**SELECTION**
"""

John LeFlore

Mobile native John L. LeFlore’s (1903-1976) career as a community leader and civil rights activist spanned more than 50 years. In the mid-1920s, he transformed the Mobile chapter of the National Association for the Advancement of Colored People (NAACP) into one of the most active organizations in the state. During the 1950s, he moved to more direct intervention in local and state politics as head of the Non-Partisan Voters’ League, through which he lobbied for the desegregation of Mobile’s schools and government.

John LeFlore John L. LeFlore was born in Mobile, Mobile County, on May 17, 1903. His father, Doc, died when LeFlore was only nine months old, leaving his mother, Clara, to care for John and his siblings. LeFlore went to work at an early age selling newspapers to help support his family. He graduated from Owen Academy, a small, privately run school for African American children, in Mobile in 1920. In 1922, he became one of the few blacks in Mobile to pass the civil service examination at a time when limited access to education and the persistence of white supremacy often made it difficult for blacks in the south to do so. That same year, he married Teah Beck, the granddaughter of a prominent black physician, with whom he would have three children. Teah’s father helped LeFlore obtain a position as a postman, a job he kept until 1965.

LeFlore’s position with the U.S. Postal Service and his marriage into a prominent family did not shelter him from the indignities of life for African Americans in the segregated South. On their honeymoon, for instance, John and Teah were denied the use of a sleeping car on an overnight passenger train. Three years later, an incident on a Mobile streetcar spurred him to fight for change. In 1925, LeFlore was accosted by police after an altercation with a white passenger on a local streetcar. Soon after, LeFlore wrote to the headquarters of the NAACP and inquired about reorganizing the Mobile branch, which had been inactive for several years. With the support of the national office, LeFlore quickly found 50 new members, and the group reorganized later that year with LeFlore as its executive secretary, a position he would hold for the next half-century. His position as a postman put him in daily contact with Mobile’s black community, and he thus had first-hand knowledge of the important issues facing its members.

"""

(Examples of point labeling)
"""

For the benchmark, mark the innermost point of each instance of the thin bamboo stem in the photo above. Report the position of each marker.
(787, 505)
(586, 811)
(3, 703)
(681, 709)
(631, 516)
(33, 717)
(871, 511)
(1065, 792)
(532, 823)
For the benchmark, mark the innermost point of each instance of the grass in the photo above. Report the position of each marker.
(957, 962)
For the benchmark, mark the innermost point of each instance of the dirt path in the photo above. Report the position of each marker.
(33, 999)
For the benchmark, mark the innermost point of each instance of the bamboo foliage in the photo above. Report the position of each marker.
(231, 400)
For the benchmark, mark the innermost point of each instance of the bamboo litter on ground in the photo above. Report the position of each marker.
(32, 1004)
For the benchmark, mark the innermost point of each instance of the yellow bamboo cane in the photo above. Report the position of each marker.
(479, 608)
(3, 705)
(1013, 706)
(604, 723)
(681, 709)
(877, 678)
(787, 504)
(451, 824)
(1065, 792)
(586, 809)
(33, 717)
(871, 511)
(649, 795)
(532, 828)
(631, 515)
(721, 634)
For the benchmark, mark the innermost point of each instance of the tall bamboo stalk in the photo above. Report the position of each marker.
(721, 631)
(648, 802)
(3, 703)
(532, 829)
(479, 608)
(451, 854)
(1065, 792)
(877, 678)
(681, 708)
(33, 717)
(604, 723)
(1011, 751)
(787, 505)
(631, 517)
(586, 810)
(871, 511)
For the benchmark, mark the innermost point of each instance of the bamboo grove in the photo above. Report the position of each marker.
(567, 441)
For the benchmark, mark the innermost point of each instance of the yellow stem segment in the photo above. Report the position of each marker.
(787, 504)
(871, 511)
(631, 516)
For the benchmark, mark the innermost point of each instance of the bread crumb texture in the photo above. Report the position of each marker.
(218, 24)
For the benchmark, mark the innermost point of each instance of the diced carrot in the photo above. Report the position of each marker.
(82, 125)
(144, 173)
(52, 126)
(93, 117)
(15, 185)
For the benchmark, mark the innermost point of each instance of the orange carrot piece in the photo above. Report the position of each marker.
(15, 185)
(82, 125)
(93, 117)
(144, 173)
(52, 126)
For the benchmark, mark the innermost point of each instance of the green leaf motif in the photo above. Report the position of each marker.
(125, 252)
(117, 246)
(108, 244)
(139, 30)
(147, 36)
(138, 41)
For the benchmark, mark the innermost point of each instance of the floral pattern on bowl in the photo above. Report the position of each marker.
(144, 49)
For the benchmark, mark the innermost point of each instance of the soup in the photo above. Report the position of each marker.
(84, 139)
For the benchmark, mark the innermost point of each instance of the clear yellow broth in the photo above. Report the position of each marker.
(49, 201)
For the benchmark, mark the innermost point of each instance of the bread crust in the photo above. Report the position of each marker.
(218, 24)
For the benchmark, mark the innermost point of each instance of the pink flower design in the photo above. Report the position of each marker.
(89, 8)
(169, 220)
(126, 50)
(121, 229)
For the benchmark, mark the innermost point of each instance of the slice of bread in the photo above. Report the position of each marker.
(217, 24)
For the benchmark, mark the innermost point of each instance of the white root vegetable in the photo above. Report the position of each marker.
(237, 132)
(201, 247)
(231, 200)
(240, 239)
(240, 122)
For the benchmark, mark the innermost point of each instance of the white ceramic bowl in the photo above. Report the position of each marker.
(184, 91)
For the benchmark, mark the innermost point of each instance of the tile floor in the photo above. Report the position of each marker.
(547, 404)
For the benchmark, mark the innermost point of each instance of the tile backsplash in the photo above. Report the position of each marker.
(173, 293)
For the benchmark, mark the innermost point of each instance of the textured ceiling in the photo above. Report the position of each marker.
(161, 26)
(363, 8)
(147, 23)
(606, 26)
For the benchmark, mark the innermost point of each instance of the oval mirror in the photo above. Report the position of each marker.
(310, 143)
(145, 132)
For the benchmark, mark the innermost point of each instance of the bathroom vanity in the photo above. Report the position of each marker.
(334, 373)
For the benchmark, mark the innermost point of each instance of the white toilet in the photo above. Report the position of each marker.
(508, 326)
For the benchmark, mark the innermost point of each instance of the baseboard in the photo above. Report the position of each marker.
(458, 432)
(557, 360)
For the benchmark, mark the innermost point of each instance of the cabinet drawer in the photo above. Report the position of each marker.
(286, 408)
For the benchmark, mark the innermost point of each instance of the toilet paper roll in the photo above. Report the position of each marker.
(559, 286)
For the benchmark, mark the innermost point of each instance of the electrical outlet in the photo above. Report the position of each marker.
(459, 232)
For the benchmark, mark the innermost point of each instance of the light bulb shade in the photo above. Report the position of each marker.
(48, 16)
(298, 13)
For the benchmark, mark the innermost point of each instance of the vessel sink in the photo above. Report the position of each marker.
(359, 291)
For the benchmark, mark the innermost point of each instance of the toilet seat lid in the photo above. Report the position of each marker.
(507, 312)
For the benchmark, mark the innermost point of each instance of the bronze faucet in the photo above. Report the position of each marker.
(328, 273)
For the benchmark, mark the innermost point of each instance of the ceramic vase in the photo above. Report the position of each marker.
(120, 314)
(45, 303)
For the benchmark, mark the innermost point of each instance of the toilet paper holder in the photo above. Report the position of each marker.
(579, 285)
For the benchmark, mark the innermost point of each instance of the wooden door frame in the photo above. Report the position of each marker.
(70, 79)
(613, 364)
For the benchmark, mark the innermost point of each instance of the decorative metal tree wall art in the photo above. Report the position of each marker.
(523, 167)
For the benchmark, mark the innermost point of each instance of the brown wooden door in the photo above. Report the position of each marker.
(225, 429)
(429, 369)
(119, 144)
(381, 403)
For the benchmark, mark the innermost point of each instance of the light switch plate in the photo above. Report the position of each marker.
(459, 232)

"""

**TASKS TO CARRY OUT**
a - According to the text on John LeFlore, until what year did he keep his position as a postman?
b - Update the records starting at the line that contains "of the wooden" and ending at the last line of the records, replacing "wooden" with "timber" and leaving everything else unchanged; give only those lines.
The text and the records bear no relation to one another.

**RESPONSES TO THE TASKS**
a - 1965

b -
For the benchmark, mark the innermost point of each instance of the timber door frame in the photo above. Report the position of each marker.
(70, 79)
(613, 364)
For the benchmark, mark the innermost point of each instance of the decorative metal tree wall art in the photo above. Report the position of each marker.
(523, 167)
For the benchmark, mark the innermost point of each instance of the brown timber door in the photo above. Report the position of each marker.
(225, 429)
(429, 369)
(119, 144)
(381, 403)
For the benchmark, mark the innermost point of each instance of the light switch plate in the photo above. Report the position of each marker.
(459, 232)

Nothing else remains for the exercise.